== PROVIDED DATA ==
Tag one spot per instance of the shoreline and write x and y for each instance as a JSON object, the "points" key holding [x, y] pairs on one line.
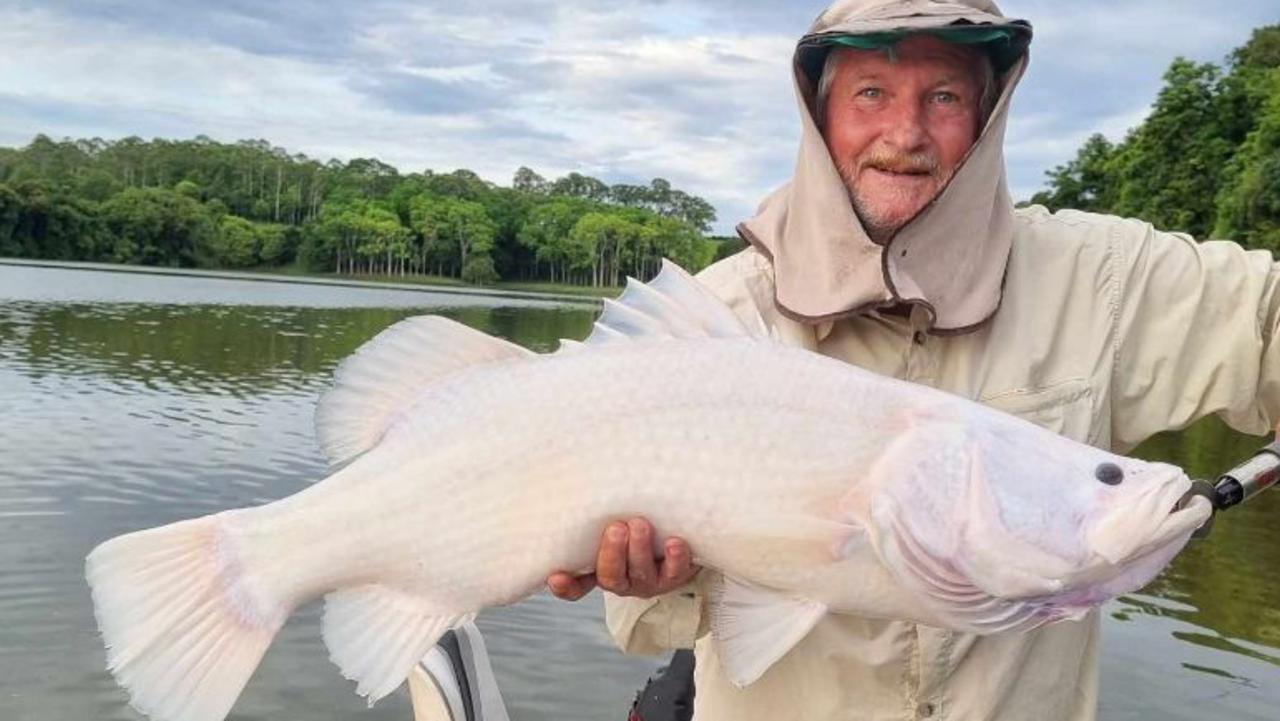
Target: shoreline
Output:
{"points": [[269, 277]]}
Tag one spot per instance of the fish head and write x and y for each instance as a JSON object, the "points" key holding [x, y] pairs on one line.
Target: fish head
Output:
{"points": [[1080, 524], [1019, 512]]}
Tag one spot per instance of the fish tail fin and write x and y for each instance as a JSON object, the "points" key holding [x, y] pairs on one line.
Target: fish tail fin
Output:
{"points": [[182, 625], [376, 634]]}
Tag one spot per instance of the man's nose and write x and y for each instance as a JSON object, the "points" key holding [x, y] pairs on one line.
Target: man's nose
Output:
{"points": [[906, 127]]}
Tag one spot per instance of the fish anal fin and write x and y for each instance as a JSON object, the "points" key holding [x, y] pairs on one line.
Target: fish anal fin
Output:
{"points": [[753, 626], [384, 375], [376, 634]]}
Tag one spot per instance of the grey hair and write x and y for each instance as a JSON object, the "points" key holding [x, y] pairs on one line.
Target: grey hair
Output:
{"points": [[986, 78]]}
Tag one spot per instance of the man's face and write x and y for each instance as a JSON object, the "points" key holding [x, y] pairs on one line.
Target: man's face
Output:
{"points": [[897, 127]]}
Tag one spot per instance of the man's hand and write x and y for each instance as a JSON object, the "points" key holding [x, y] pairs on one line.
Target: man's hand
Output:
{"points": [[626, 565]]}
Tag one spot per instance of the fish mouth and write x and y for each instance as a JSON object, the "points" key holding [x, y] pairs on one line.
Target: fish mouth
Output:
{"points": [[1127, 533]]}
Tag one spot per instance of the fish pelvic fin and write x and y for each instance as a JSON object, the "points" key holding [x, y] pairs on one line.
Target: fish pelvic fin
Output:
{"points": [[754, 626], [373, 387], [672, 305], [376, 634], [183, 629]]}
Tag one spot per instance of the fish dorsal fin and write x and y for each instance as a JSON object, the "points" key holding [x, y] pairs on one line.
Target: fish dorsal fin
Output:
{"points": [[753, 626], [383, 378], [672, 305]]}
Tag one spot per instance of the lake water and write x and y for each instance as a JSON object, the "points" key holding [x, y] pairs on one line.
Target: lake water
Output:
{"points": [[129, 401]]}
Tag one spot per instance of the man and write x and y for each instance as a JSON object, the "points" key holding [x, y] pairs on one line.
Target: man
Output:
{"points": [[896, 247]]}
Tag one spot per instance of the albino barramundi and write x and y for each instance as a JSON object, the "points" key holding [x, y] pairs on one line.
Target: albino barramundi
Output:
{"points": [[472, 468]]}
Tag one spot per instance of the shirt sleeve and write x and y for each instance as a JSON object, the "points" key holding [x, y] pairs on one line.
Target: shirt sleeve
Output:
{"points": [[1194, 334], [659, 624]]}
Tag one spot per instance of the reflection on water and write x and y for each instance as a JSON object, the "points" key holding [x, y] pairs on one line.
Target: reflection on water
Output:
{"points": [[132, 401]]}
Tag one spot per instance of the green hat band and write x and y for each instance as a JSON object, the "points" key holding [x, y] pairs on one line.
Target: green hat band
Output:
{"points": [[1000, 42]]}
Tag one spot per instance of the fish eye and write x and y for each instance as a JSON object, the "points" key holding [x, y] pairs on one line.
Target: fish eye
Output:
{"points": [[1109, 474]]}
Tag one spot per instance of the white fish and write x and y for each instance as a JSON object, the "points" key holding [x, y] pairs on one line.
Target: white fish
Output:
{"points": [[474, 468]]}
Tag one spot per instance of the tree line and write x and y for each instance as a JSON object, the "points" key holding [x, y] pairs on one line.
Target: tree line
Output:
{"points": [[250, 204], [1205, 162]]}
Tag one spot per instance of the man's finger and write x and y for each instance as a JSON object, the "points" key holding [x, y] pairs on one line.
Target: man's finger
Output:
{"points": [[611, 560], [676, 565], [570, 588], [641, 570]]}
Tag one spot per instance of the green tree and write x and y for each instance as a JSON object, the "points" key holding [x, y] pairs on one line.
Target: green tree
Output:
{"points": [[156, 227], [1083, 183], [234, 245]]}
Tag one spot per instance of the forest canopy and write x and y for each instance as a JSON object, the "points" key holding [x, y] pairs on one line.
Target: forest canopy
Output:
{"points": [[250, 204], [1206, 160]]}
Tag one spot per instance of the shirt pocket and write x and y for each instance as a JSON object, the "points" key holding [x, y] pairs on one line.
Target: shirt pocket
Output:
{"points": [[1065, 407]]}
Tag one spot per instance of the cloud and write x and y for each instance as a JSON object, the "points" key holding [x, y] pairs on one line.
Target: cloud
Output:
{"points": [[696, 91]]}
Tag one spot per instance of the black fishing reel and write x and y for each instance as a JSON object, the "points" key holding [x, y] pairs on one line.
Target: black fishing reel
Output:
{"points": [[1238, 484]]}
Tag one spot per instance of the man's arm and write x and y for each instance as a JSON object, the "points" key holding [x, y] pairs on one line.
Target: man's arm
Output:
{"points": [[1196, 334]]}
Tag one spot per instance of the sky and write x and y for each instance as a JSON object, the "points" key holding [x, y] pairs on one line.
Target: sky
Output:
{"points": [[695, 91]]}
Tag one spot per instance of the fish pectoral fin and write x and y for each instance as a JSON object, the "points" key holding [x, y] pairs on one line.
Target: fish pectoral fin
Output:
{"points": [[754, 626], [376, 634]]}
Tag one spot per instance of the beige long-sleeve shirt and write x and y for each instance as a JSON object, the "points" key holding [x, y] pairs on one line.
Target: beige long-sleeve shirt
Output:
===
TASK: Output the records above exactly; leave out the pictures.

EXERCISE RESPONSE:
Tag one spot per instance of the shoreline and write x and y for each instance as a JSON object, the "points" key holding [x, y] pairs on one line.
Target: shoreline
Output:
{"points": [[269, 277]]}
Tag one spot per instance of the fish head and write x and y for each instance as a JSON object, the "points" key holding [x, y] pairs on one line.
Target: fish head
Output:
{"points": [[1080, 524], [1019, 512]]}
Tag one spot per instance of the fish tail fin and write x and y for each instance as a JSON object, the "points" key holding [x, y] pairs on one line.
Target: fish tail fin
Output:
{"points": [[182, 625], [376, 634]]}
Tag one spot per instance of the man's nose and write x and y for each instance as a JSON object, the "points" key holding [x, y] pairs on one line.
Target: man's nose
Output:
{"points": [[906, 127]]}
Tag one spot per instance of the fish anal fin and write x and y for each instance as a JSON object, the "points" key holding [x, y] pairs on one line.
Target: fish anal fin
Output:
{"points": [[753, 626], [384, 375], [376, 634]]}
Tag one spot per instance of the grey hair and write x and y for each instance as a JSON object, the "points" key holding [x, y] pairs on one line.
Target: grey hair
Output:
{"points": [[986, 78]]}
Tag one spot per instance of the man's face and write x and y for each instance as a JSON object, the "points" key holding [x, y] pairs on one line.
Target: man's face
Output:
{"points": [[897, 127]]}
Tag one spot per instance of the man's hand and write x and y for each instance as a JSON object, the "points" key holding [x, y] pairs on one line.
Target: man's hand
Output:
{"points": [[626, 565]]}
Tag one spot per instance of the fish mouth and write x and y for each instance as a JSON object, the "points" key holding [x, y] pairs on one line.
Target: fish mouth
Output:
{"points": [[1127, 533]]}
Tag one spot per instance of the fish pelvic fin and write x and y for each instance as a JSON object, the "points" key holding [x, y] pairs on one line.
Target: fish pelvic fin
Output:
{"points": [[754, 626], [373, 387], [672, 305], [376, 634], [183, 629]]}
Tag one spot per instance of the fish dorsal fin and write x and y for each instance as a JSON object, the "points" key holding [x, y] pairs on one line.
Target: fish dorsal fin
Output:
{"points": [[753, 626], [383, 378], [672, 305]]}
Tag one spot per instance of the lake water and write x and y for each instance as a JSON object, the "points" key holding [x, y] pairs on one line.
Target: lake water
Output:
{"points": [[129, 401]]}
Tag one spot per instance of the man and write x and y for each instance as a JSON object, the "points" key holding [x, y] pairs on one line.
Target: man
Output:
{"points": [[896, 247]]}
Tag one spot per instance of the albino barramundi and write x and y for each instance as a JSON object, the "points" key holding [x, y] pairs on one line.
Target: albino barramundi
Output:
{"points": [[472, 468]]}
Tag one spot per instance of the shirt sleeve and write x and y for each instance as a JSON object, the "points" key holding [x, y] pairs on one line.
Target: shirt sleeve
Output:
{"points": [[1194, 334], [659, 624]]}
Tag one spot per instance of the reflection on water and write x and y for each instance as a JSON object, the "points" key holding [x, y] pairs on one line.
Target: reflection on water
Output:
{"points": [[132, 401]]}
Tag one spot per instance of the green hat band and write x and y for each instance as a JSON object, the "points" key holding [x, y] pairs on one line.
Target: green hat band
Output:
{"points": [[1000, 42]]}
Tag one spot per instance of the fish eye and write x and y for each instance as a JSON object, the "points" key holding [x, y] pairs on one line.
Target: fish eye
Output:
{"points": [[1109, 474]]}
Tag one spot per instance of the white fish and write x and y for each instance as a JSON object, the "points" key holding [x, y] pairs on one line.
Target: white fish
Output:
{"points": [[474, 468]]}
Tag one spot per instance of the tree line and write x and y for each instance as a JSON object, the "points" key holding [x, y] pairs on one line.
Target: tree line
Output:
{"points": [[250, 204], [1205, 162]]}
Tag one spot per instance of the man's finger and write x and y for each instance as a JSON object, the "points" key holding [x, y] pairs on one line.
Target: man's finger
Output:
{"points": [[611, 560], [676, 565], [570, 588], [641, 570]]}
Tag one spot per instance of the green tree and write x and y for each instance as a JSON object, the "points" key holding [x, y] pairs on one line.
Target: green tree
Output:
{"points": [[156, 227], [1083, 183], [234, 245]]}
Tag one spot per instance of the forest canopy and write x and y for each instance as a JSON object, the "points" key holding [x, y] pairs on one line.
Target: forest canopy
Output:
{"points": [[250, 204], [1206, 160]]}
Tag one spot per instance of the shirt pocket and write x and y for each instance as a JSON object, the "points" key holding [x, y] pairs on one line.
Target: shirt pocket
Output:
{"points": [[1065, 407]]}
Tag one spot per instance of the cloud and write x and y for each instance as a JSON object, the "points" key holding [x, y] pairs on one line.
Target: cloud
Output:
{"points": [[696, 91]]}
Tag one spot per instance of the black fishing reel and write x and y for each instance as a JSON object, the "points" key holding [x, y] pairs on one line.
Target: black fishing reel
Output:
{"points": [[1238, 484]]}
Tag one spot per instance of the man's arm and write x and y for each instance as a JSON object, the "points" key holding [x, y] pairs on one line.
Target: man's arm
Output:
{"points": [[1196, 334]]}
Tag one spot per instance of the sky and write x and y for each instance as a JSON object, the "points" key holding [x, y] pairs on one line.
Target: sky
Output:
{"points": [[695, 91]]}
Tag one spot per instance of the fish pectoral fin and write x and y for each instance as a JSON object, the "points" key holding [x, y] pairs on one line.
Target: fish pectoral fin
Output:
{"points": [[754, 626], [376, 634]]}
Tag one spot per instance of the beige long-sleeve shirt and write x and y for each instance as a JSON object, the "points" key holding [x, y] pairs on one line.
Target: beige long-sleeve shirt
Output:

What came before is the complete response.